Task statement » Return every line in the entries below that contains the string "door". Case counts, so a line matches only if the capitalization is the same.

___ Listed records

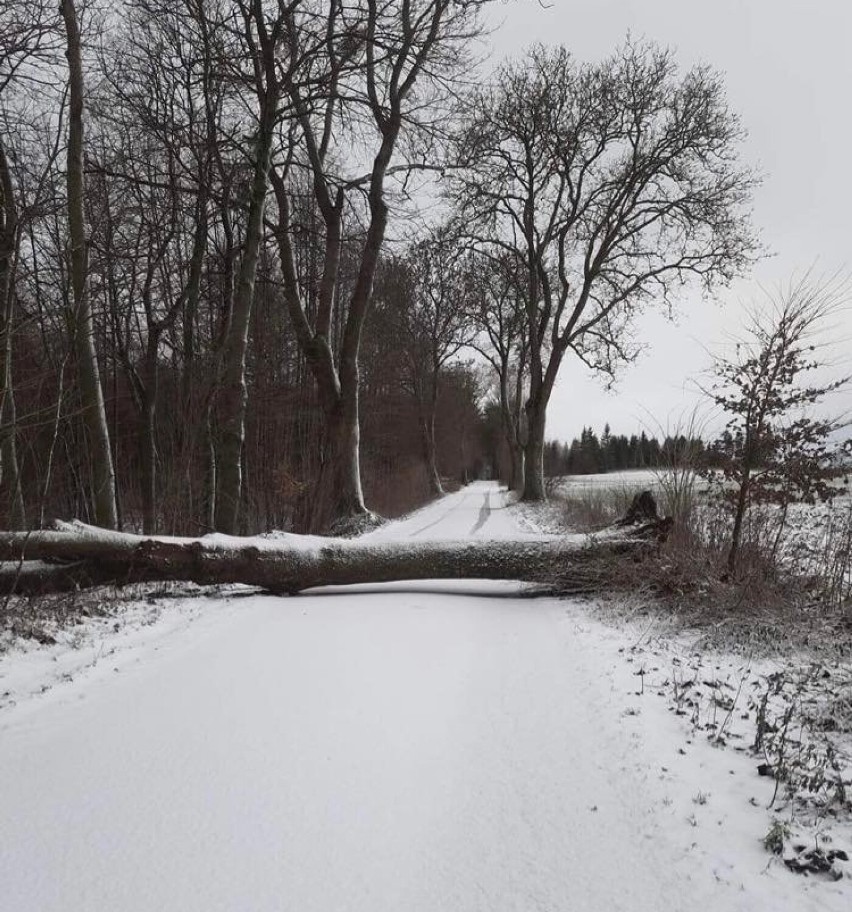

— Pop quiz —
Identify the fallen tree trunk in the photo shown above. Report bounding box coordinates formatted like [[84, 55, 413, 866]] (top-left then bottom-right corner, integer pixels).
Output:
[[0, 523, 655, 594]]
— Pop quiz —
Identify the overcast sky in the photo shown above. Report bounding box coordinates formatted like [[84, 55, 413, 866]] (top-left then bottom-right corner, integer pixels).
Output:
[[480, 0, 852, 439]]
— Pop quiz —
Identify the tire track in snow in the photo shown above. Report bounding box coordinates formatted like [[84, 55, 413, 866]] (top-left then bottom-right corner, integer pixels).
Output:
[[411, 494, 476, 538], [470, 493, 491, 535]]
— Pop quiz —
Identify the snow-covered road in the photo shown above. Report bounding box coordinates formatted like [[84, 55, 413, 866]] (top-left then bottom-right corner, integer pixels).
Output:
[[0, 484, 850, 912]]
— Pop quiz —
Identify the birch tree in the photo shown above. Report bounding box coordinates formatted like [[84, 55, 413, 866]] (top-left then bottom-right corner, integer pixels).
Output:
[[453, 43, 756, 500], [59, 0, 118, 529]]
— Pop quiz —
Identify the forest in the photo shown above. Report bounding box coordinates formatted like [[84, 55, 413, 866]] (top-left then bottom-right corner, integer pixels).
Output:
[[0, 0, 757, 535]]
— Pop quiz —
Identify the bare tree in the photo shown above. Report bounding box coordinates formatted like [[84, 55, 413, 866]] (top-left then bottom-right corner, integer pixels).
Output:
[[708, 277, 850, 575], [392, 225, 472, 496], [272, 0, 500, 529], [453, 43, 755, 500], [60, 0, 118, 529], [468, 248, 527, 491]]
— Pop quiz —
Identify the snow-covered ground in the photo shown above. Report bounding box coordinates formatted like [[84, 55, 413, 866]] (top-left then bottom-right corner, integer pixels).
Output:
[[0, 484, 852, 912]]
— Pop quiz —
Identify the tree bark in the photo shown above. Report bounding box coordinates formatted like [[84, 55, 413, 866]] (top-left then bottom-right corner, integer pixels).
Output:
[[215, 96, 278, 535], [0, 523, 655, 594], [522, 400, 547, 502], [60, 0, 118, 529], [420, 378, 444, 497], [0, 142, 26, 529]]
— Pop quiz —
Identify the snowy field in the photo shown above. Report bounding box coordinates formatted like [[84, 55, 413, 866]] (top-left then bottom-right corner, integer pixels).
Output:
[[0, 473, 852, 912]]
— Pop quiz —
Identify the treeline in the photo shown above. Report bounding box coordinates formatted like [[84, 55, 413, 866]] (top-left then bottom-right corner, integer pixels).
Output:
[[0, 0, 755, 534], [545, 424, 708, 477]]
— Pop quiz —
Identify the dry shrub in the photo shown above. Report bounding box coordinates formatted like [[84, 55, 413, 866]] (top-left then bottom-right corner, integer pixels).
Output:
[[552, 484, 643, 532]]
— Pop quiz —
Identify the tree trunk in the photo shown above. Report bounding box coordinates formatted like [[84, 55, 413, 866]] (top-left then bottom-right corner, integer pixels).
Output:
[[215, 98, 278, 535], [420, 384, 444, 497], [141, 346, 160, 535], [508, 446, 524, 491], [60, 0, 118, 529], [0, 143, 26, 529], [522, 400, 547, 501], [0, 523, 656, 594], [308, 394, 368, 532], [727, 466, 751, 575]]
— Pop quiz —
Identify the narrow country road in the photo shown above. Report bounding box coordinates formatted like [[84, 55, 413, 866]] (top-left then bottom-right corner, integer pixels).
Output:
[[0, 483, 843, 912]]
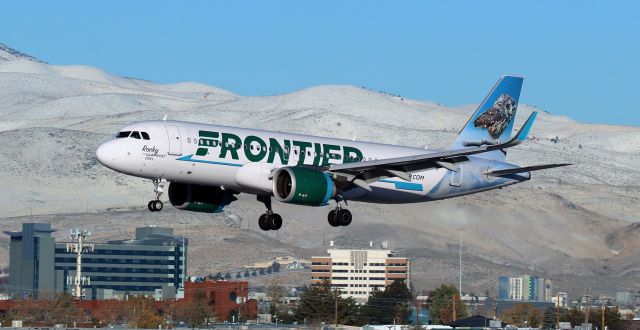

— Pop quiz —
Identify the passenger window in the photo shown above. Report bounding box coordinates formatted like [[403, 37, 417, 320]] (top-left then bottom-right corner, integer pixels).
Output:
[[116, 131, 131, 139]]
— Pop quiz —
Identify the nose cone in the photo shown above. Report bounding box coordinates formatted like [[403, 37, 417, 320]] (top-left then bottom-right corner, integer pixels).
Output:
[[96, 140, 123, 172]]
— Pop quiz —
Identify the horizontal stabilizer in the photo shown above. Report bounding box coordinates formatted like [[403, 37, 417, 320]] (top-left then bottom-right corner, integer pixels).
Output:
[[484, 164, 572, 176]]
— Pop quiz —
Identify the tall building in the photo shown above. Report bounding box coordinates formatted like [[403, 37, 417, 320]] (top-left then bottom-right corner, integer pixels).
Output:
[[311, 245, 411, 301], [7, 224, 188, 299], [4, 223, 55, 299], [498, 275, 551, 302]]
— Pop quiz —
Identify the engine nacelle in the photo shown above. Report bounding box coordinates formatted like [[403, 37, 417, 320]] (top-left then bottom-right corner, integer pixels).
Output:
[[273, 166, 336, 206], [169, 182, 237, 213]]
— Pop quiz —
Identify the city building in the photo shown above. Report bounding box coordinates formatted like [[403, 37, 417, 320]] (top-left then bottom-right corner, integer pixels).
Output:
[[498, 275, 552, 302], [5, 223, 188, 299], [551, 292, 569, 307], [4, 223, 56, 299], [311, 248, 411, 301], [184, 280, 258, 322]]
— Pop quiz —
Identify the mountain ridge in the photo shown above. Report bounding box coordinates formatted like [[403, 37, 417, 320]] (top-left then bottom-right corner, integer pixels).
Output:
[[0, 43, 640, 292]]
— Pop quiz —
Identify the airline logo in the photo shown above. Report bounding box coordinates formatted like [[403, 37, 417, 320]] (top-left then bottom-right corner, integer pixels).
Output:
[[195, 131, 363, 166]]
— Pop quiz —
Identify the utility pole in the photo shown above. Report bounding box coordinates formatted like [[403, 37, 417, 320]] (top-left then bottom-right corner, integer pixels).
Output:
[[584, 288, 590, 323], [556, 293, 560, 329], [333, 290, 339, 330], [451, 294, 458, 321], [458, 231, 462, 295], [600, 293, 606, 330], [67, 229, 94, 300]]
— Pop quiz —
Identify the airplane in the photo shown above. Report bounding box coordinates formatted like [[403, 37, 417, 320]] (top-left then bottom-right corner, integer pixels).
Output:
[[96, 76, 570, 231]]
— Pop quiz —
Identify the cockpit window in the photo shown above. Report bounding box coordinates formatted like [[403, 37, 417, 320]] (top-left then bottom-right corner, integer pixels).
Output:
[[116, 131, 131, 139]]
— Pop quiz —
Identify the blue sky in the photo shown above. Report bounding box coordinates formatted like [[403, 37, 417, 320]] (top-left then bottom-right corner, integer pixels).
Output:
[[0, 0, 640, 126]]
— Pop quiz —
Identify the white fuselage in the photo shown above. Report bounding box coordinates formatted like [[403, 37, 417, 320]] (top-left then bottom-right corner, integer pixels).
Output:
[[96, 121, 528, 203]]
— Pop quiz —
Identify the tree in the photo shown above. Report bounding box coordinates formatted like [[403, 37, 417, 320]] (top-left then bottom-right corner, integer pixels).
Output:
[[429, 284, 468, 324], [266, 280, 285, 315], [49, 293, 80, 324], [589, 307, 620, 329], [364, 280, 411, 324], [295, 280, 360, 325], [562, 307, 584, 327], [502, 303, 542, 328]]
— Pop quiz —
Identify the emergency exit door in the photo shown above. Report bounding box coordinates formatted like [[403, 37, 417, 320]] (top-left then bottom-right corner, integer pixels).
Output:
[[166, 125, 182, 156]]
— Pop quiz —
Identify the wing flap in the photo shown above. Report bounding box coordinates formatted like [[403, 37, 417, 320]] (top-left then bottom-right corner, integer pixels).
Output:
[[484, 163, 572, 176]]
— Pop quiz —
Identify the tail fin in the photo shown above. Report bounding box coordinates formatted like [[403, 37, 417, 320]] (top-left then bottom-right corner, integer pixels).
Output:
[[451, 76, 524, 160]]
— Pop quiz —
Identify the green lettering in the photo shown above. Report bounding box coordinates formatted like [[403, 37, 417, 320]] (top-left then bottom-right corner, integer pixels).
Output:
[[313, 143, 322, 166], [267, 138, 291, 164], [244, 135, 267, 163], [322, 144, 340, 166], [342, 146, 363, 163], [220, 133, 242, 160], [292, 141, 311, 165]]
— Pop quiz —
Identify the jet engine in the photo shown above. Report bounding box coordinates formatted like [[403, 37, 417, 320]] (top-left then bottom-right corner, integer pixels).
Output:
[[169, 182, 237, 213], [273, 166, 336, 206]]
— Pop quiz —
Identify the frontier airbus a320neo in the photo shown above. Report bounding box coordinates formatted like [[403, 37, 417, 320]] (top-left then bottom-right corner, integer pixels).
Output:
[[96, 76, 568, 230]]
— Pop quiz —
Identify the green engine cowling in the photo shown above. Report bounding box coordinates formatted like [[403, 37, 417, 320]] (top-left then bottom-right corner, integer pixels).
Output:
[[273, 166, 336, 206], [169, 182, 237, 213]]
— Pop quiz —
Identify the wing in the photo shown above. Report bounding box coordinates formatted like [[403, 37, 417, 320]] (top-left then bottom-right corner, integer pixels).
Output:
[[327, 112, 537, 191]]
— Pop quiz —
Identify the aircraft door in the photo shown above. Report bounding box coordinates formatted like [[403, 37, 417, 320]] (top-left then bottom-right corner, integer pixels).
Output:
[[289, 146, 300, 166], [166, 125, 182, 156], [450, 164, 462, 187]]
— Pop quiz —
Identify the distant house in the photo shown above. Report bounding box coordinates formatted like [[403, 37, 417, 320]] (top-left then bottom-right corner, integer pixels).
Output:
[[449, 315, 507, 329]]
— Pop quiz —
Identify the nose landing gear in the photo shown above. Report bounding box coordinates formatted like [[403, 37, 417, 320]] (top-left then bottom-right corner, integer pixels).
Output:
[[257, 195, 282, 231], [147, 179, 167, 212]]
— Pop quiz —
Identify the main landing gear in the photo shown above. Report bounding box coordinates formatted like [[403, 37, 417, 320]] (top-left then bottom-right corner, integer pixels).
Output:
[[327, 203, 353, 227], [147, 179, 167, 212], [258, 195, 282, 231]]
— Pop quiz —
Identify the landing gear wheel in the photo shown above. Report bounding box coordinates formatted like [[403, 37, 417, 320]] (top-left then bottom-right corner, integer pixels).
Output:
[[147, 201, 163, 212], [268, 213, 282, 230], [258, 214, 269, 231], [336, 209, 353, 226], [147, 178, 167, 212], [327, 210, 340, 227]]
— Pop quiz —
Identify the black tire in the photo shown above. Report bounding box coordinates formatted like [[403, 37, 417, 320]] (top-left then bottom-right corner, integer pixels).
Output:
[[327, 210, 340, 227], [336, 209, 353, 226], [258, 214, 269, 231], [269, 213, 282, 230]]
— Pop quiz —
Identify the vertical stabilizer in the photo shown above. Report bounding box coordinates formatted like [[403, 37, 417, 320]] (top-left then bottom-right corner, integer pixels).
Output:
[[451, 76, 524, 160]]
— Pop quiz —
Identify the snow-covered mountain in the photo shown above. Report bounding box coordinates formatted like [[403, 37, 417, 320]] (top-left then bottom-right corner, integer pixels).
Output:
[[0, 44, 640, 290]]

______

Result »
Identify the emergency exit door in the photo shown above. Report bounding box coordinates formatted like [[403, 37, 417, 320]] (top-left then bottom-right corner, integer pixels).
Identify the aircraft door in the photo shown above. Report bounding box coordinates formatted like [[403, 37, 417, 320]] (top-left then bottom-right corner, integer pixels).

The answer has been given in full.